• Material provided:
◆ ◆ ◆ ◆ ◆

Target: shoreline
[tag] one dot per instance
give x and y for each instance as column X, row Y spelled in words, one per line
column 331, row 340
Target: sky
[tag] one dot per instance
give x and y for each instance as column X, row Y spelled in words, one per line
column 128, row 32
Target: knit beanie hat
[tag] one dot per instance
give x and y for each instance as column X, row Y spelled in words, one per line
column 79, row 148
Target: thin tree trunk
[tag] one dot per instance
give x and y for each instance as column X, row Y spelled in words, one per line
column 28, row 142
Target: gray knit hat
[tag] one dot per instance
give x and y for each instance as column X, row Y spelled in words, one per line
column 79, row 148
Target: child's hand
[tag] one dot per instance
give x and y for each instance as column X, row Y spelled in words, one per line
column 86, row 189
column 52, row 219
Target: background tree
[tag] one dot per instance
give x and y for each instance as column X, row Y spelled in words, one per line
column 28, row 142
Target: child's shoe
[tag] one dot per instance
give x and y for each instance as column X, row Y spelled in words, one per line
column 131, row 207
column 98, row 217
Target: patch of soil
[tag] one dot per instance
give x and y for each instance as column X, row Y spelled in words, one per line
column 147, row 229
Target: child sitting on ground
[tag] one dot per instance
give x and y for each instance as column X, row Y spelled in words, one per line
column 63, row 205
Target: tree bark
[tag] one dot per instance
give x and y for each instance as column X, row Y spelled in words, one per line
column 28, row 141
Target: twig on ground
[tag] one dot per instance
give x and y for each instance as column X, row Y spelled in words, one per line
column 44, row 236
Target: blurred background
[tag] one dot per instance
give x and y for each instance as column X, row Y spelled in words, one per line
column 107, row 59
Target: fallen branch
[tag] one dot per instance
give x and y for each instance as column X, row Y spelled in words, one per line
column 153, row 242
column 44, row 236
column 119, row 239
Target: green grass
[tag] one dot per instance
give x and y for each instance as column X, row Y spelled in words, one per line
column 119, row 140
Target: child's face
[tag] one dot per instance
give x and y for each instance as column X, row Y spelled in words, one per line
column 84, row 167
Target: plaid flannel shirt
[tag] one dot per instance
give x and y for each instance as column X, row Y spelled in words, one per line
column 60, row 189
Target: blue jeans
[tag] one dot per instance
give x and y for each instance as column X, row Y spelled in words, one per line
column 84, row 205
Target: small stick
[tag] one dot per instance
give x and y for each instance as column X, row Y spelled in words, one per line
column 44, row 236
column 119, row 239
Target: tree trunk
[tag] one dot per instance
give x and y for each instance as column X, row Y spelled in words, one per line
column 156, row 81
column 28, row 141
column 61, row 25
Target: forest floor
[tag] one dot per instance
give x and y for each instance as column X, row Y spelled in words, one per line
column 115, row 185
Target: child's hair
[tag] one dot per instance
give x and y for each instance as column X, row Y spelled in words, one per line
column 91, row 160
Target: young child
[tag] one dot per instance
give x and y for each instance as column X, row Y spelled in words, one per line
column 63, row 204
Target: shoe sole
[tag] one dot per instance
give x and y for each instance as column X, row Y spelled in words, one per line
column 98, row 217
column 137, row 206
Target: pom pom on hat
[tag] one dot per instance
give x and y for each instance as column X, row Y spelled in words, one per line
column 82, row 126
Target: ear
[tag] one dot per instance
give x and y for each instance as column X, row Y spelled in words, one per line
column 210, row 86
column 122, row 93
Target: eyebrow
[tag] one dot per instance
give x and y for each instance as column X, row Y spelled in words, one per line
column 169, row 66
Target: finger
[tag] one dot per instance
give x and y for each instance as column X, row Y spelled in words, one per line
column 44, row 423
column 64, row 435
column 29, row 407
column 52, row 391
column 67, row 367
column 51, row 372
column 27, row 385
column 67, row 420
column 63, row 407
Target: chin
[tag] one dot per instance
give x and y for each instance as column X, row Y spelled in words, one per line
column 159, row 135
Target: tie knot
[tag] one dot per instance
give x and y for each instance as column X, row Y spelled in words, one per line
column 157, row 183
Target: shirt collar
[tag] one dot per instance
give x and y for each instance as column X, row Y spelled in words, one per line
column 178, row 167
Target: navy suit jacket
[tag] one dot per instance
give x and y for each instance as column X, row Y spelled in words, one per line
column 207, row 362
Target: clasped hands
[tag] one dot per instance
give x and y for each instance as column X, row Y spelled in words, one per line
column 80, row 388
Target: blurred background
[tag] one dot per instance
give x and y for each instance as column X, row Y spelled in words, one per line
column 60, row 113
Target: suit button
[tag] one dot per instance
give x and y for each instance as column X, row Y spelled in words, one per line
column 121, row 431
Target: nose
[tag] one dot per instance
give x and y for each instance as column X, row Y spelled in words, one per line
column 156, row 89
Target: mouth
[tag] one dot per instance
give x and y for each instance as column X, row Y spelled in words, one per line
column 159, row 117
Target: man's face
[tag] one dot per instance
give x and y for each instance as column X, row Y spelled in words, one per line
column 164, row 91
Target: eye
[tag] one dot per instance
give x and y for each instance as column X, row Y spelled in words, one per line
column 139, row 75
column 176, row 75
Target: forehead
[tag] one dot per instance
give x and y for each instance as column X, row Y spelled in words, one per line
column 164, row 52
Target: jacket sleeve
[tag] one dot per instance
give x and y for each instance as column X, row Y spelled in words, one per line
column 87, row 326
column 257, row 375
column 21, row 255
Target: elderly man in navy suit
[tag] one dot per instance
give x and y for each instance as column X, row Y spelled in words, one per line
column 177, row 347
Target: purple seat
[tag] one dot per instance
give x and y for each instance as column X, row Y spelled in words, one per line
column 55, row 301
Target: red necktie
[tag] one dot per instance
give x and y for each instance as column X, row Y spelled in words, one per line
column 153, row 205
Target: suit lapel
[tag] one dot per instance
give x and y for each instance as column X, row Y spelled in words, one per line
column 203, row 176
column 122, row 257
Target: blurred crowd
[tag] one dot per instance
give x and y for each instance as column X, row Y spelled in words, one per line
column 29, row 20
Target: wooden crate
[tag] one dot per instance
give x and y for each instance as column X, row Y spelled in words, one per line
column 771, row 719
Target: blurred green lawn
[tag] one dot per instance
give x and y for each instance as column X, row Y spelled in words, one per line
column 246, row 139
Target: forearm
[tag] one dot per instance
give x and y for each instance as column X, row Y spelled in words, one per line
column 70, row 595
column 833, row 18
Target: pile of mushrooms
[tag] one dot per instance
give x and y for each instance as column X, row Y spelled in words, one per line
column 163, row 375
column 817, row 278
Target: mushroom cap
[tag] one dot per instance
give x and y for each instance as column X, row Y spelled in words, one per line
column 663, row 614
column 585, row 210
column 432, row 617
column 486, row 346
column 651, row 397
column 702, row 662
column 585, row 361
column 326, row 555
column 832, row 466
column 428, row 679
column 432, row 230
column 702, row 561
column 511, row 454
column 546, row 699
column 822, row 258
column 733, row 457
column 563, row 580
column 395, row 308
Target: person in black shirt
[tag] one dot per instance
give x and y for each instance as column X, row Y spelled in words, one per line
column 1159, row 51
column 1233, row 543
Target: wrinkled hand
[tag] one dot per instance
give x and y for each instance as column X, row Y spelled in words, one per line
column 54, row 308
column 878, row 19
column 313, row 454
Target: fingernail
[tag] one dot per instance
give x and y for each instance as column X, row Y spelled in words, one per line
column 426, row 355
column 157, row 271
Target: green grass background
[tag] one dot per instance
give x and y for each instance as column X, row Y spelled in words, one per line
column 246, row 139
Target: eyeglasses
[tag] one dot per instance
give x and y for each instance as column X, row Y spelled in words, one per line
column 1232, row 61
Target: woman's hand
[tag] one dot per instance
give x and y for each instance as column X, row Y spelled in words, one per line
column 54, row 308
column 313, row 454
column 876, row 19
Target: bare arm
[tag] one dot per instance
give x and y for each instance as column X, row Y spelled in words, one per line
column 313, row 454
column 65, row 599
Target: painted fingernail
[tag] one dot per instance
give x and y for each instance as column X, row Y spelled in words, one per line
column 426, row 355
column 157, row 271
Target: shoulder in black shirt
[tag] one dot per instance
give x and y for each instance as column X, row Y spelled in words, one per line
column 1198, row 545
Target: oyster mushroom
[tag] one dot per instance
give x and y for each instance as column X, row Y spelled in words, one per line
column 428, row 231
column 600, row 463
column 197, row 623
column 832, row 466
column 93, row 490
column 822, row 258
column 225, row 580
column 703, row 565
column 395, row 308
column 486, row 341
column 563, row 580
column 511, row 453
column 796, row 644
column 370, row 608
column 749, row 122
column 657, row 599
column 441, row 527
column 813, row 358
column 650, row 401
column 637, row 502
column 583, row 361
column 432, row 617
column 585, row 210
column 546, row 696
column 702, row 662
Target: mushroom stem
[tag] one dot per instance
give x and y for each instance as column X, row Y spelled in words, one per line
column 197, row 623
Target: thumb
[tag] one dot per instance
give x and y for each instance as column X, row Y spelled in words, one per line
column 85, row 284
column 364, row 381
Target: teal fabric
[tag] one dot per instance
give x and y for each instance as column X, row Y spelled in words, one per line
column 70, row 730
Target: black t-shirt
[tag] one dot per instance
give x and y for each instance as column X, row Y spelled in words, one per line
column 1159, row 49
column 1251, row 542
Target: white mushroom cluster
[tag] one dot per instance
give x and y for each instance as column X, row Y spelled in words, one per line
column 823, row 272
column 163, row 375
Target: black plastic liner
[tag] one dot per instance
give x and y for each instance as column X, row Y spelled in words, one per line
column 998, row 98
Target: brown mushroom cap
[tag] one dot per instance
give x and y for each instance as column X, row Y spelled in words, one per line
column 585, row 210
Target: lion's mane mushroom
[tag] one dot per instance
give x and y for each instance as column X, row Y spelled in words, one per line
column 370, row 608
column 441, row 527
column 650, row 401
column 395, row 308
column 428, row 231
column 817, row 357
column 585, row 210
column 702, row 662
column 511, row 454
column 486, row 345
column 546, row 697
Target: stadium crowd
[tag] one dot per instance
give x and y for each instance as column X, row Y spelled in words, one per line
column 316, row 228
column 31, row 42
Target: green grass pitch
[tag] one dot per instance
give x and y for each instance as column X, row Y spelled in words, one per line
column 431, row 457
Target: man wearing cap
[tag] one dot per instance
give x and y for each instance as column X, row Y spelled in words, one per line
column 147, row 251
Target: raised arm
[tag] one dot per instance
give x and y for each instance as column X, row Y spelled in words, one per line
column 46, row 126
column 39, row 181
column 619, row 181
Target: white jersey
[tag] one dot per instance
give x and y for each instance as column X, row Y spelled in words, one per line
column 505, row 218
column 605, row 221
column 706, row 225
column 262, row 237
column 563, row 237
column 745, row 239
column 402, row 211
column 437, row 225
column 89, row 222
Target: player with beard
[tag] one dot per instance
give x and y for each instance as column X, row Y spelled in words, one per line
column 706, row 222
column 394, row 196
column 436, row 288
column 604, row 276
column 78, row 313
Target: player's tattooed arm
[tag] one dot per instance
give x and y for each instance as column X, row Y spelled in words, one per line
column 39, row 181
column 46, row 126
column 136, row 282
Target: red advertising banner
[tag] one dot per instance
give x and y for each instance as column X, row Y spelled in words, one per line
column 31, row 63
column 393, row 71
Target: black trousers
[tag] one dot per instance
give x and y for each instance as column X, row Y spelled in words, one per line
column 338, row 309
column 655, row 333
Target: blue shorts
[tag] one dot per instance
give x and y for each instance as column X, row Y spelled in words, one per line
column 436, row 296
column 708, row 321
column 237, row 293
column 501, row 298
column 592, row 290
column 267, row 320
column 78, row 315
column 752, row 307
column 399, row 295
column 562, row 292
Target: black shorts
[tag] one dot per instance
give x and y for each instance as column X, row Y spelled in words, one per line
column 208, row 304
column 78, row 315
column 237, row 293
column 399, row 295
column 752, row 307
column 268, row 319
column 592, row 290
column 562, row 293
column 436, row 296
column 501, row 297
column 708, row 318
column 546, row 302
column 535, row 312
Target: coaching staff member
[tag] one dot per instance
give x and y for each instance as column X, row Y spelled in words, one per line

◆ ◆ ◆ ◆ ◆

• Task:
Give again, unchanged, the lines of the items from the line with "Target: person in black shirt" up to and including the line with "column 1198, row 545".

• Exercise answer:
Target: person in black shirt
[tag] one dot per instance
give x and y for each instance as column X, row Y spelled in words, one per line
column 1159, row 51
column 1233, row 543
Target: wrinkled hand
[tag] one dot per instance
give x and y for each instance as column X, row Y spelled in words, one per line
column 54, row 308
column 878, row 19
column 313, row 454
Target: fingernail
[tag] one dot per instance
give x and y for each instance as column X, row Y spelled in words, one per line
column 426, row 355
column 157, row 271
Target: green grass background
[tag] one dot per instance
give x and y for each instance as column X, row Y spelled in words, one per line
column 246, row 139
Target: eyeglasses
[tag] one dot per instance
give x and y for each instance as column X, row Y spelled in words, one per line
column 1232, row 61
Target: woman's hand
[tag] one dot per instance
give x and y for each instance as column X, row Y spelled in words, one per line
column 54, row 308
column 313, row 454
column 876, row 19
Target: bare arm
[tag] one dot per instance
give x and y for each instance as column X, row Y spelled in words, one per line
column 313, row 454
column 65, row 599
Target: painted fingernail
[tag] one dot per instance
give x and y for each instance as column X, row Y spelled in words, one per line
column 426, row 355
column 157, row 271
Target: shoulder in black shirt
[tag] one dot per instance
give x and y for each instance as column X, row Y spelled in words, one per line
column 1198, row 545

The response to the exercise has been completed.